### TASK BRIEF
The required copy runs from the first line of the material through the line containing "positive clicks: (6, 379)", exactly as written and without pictures.

• • • • • • •

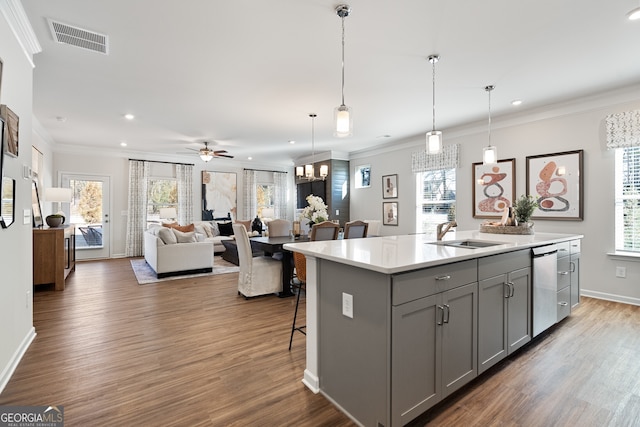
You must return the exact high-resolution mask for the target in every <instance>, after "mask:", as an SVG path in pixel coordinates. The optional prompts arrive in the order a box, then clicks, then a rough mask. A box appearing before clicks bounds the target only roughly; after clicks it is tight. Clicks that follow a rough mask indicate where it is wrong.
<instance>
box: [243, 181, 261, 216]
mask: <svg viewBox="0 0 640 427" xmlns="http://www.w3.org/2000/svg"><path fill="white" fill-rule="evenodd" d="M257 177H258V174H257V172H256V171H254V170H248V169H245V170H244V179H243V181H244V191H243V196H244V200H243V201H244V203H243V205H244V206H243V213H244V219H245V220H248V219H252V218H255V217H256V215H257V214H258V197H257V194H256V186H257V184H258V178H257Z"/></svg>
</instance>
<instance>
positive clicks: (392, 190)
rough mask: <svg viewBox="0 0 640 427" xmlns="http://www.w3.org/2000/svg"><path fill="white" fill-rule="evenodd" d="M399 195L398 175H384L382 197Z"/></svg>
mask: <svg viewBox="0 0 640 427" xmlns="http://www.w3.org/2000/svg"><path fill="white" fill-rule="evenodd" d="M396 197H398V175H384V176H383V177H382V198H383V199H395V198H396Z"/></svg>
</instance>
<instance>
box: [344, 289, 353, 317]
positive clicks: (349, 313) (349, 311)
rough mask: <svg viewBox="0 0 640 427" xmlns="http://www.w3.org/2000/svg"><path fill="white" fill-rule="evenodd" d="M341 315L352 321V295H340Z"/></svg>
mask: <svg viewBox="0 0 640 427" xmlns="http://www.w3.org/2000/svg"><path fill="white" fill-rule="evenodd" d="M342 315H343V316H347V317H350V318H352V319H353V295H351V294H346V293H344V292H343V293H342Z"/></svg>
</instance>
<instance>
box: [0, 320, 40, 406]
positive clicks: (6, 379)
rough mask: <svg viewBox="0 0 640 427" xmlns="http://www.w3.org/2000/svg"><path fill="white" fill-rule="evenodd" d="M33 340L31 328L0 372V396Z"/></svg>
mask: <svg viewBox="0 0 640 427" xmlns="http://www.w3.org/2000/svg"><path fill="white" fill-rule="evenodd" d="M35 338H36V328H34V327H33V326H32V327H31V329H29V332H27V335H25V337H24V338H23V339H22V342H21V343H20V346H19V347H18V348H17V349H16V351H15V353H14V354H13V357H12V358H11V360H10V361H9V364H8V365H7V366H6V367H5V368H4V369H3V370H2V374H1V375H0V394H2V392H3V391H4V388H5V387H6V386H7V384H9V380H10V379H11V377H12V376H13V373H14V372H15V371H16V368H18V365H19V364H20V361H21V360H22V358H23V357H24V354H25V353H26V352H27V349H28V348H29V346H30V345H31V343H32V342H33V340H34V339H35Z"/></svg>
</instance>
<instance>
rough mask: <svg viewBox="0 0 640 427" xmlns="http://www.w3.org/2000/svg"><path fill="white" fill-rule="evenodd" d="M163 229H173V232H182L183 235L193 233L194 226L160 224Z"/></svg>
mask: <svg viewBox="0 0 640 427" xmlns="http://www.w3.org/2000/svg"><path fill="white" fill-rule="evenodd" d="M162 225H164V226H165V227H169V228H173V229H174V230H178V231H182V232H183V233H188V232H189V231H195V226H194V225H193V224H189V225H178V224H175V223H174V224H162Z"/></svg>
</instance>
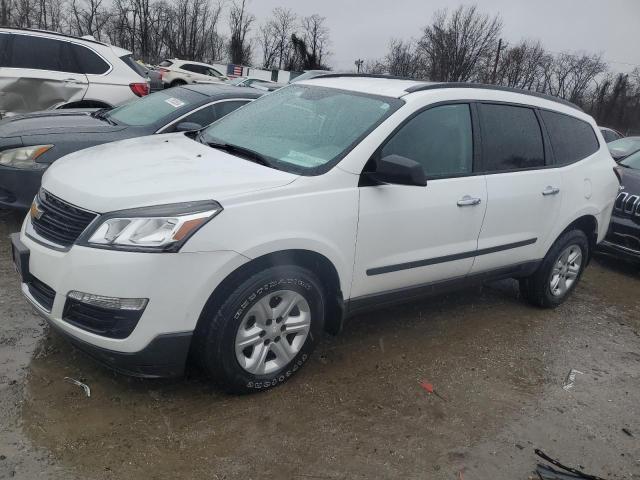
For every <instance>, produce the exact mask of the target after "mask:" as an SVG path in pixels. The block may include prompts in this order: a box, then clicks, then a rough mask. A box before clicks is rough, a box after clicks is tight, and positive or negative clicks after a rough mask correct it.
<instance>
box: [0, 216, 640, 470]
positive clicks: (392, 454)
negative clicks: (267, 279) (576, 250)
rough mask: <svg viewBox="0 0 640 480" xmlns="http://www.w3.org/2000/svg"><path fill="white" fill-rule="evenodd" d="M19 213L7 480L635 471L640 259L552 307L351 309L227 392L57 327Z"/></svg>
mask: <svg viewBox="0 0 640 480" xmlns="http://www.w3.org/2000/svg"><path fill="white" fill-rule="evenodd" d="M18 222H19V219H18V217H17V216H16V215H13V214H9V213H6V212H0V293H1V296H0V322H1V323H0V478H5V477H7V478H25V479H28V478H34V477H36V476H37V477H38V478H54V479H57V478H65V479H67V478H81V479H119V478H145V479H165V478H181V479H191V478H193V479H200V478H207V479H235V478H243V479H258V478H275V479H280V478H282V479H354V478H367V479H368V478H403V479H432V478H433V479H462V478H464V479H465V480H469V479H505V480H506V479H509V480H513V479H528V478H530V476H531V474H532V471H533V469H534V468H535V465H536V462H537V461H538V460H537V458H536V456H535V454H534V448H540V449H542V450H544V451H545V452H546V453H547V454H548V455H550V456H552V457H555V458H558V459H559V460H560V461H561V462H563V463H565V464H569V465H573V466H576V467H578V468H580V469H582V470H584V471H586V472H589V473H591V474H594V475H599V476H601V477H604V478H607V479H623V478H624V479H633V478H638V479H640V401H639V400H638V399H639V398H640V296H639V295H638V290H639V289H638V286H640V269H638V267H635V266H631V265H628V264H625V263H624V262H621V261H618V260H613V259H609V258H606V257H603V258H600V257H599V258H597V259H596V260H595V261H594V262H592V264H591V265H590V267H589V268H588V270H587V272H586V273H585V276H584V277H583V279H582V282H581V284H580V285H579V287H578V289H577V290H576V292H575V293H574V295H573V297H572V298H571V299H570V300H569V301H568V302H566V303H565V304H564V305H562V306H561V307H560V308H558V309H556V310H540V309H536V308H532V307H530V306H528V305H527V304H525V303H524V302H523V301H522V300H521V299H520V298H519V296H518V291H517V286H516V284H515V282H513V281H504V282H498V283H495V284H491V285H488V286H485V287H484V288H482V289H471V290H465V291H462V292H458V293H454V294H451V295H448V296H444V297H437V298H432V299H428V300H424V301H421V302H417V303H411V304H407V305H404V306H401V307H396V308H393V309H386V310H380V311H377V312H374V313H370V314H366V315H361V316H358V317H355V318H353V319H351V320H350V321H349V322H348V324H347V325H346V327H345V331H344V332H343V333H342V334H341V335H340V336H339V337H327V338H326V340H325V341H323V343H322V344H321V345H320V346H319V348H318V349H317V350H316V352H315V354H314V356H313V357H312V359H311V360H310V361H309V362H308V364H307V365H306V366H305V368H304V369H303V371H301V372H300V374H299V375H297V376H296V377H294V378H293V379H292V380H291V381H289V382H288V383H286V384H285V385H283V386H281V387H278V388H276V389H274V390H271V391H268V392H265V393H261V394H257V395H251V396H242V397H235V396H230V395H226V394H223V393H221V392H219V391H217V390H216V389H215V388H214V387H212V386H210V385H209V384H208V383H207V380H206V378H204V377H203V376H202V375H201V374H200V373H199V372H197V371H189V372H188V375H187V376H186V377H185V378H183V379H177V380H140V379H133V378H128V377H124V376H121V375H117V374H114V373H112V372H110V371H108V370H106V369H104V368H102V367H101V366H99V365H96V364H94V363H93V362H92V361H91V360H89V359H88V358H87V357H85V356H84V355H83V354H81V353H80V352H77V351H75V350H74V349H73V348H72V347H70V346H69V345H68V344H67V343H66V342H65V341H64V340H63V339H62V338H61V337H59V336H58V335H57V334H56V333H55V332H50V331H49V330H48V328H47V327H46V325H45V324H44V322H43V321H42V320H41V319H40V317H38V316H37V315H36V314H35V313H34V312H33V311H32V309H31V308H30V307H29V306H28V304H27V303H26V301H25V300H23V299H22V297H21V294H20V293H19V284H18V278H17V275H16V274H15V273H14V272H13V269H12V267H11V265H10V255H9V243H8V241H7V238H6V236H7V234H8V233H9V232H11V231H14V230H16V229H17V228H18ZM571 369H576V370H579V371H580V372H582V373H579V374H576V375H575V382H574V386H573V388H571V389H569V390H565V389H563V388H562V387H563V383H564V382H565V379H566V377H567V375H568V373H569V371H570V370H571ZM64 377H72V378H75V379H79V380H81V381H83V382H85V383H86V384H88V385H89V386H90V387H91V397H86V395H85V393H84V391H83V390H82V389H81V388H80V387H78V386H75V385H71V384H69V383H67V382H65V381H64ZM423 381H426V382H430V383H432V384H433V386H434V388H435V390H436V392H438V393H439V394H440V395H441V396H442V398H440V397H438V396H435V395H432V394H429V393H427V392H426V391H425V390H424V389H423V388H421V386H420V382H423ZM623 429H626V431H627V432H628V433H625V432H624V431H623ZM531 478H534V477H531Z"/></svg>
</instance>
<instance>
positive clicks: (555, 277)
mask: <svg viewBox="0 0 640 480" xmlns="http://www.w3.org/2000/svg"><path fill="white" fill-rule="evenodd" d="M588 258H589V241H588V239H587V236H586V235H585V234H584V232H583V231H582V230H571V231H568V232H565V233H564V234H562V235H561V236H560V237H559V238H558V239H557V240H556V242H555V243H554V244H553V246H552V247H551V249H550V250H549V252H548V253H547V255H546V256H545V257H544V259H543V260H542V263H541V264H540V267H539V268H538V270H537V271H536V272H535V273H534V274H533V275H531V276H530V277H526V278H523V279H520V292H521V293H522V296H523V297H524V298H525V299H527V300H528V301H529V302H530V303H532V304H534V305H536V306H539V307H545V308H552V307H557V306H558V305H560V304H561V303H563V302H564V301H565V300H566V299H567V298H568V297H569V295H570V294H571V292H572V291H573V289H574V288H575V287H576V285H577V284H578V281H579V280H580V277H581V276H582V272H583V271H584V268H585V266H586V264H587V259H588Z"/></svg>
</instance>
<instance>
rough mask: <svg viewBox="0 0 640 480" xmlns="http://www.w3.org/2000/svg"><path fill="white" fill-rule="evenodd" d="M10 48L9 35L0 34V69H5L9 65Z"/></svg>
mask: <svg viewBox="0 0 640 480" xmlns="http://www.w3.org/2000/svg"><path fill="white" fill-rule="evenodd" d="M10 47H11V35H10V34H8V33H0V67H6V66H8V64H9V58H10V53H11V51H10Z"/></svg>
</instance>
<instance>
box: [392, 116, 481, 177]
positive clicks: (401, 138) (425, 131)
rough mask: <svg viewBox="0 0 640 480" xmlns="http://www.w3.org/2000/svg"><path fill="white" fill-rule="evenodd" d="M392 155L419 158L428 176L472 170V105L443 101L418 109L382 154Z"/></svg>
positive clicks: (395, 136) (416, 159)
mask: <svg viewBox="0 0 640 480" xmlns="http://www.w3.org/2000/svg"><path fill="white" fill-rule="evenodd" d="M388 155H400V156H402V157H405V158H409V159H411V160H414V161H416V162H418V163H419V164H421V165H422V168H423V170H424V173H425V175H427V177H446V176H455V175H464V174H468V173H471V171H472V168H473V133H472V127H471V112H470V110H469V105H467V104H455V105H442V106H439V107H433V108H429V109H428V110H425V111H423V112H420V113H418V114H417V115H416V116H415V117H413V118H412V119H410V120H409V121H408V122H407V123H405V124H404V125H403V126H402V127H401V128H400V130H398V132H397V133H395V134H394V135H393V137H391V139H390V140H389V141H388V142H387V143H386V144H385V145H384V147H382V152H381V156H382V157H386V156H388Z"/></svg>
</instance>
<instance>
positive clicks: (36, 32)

• • • • • • •

### ANSWER
You must return the exact high-resolution mask for the target in every <instance>, after "mask:", as an SVG path in pixel coordinates. The optional prompts arrive in the order a box, then clicks, then a rough mask. A box appearing before clicks bounds the target only roughly; after clicks it is tight. Clicks that follow a rough mask indicate where it is wrong.
<instance>
box: [243, 181, 261, 216]
mask: <svg viewBox="0 0 640 427" xmlns="http://www.w3.org/2000/svg"><path fill="white" fill-rule="evenodd" d="M257 177H258V174H257V172H256V171H254V170H248V169H245V170H244V179H243V181H244V191H243V196H244V200H243V201H244V203H243V205H244V206H243V213H244V219H245V220H248V219H252V218H255V217H256V215H257V214H258V197H257V194H256V186H257V184H258V178H257Z"/></svg>
</instance>
<instance>
positive clicks: (392, 190)
rough mask: <svg viewBox="0 0 640 427" xmlns="http://www.w3.org/2000/svg"><path fill="white" fill-rule="evenodd" d="M399 195L398 175H384L382 197Z"/></svg>
mask: <svg viewBox="0 0 640 427" xmlns="http://www.w3.org/2000/svg"><path fill="white" fill-rule="evenodd" d="M396 197H398V175H384V176H383V177H382V198H383V199H395V198H396Z"/></svg>
</instance>
<instance>
box: [344, 289, 353, 317]
positive clicks: (349, 313) (349, 311)
rough mask: <svg viewBox="0 0 640 427" xmlns="http://www.w3.org/2000/svg"><path fill="white" fill-rule="evenodd" d="M341 315L352 321V295H340Z"/></svg>
mask: <svg viewBox="0 0 640 427" xmlns="http://www.w3.org/2000/svg"><path fill="white" fill-rule="evenodd" d="M342 315H343V316H347V317H350V318H352V319H353V295H351V294H346V293H344V292H343V293H342Z"/></svg>
</instance>
<instance>
box: [0, 320, 40, 406]
positive clicks: (6, 379)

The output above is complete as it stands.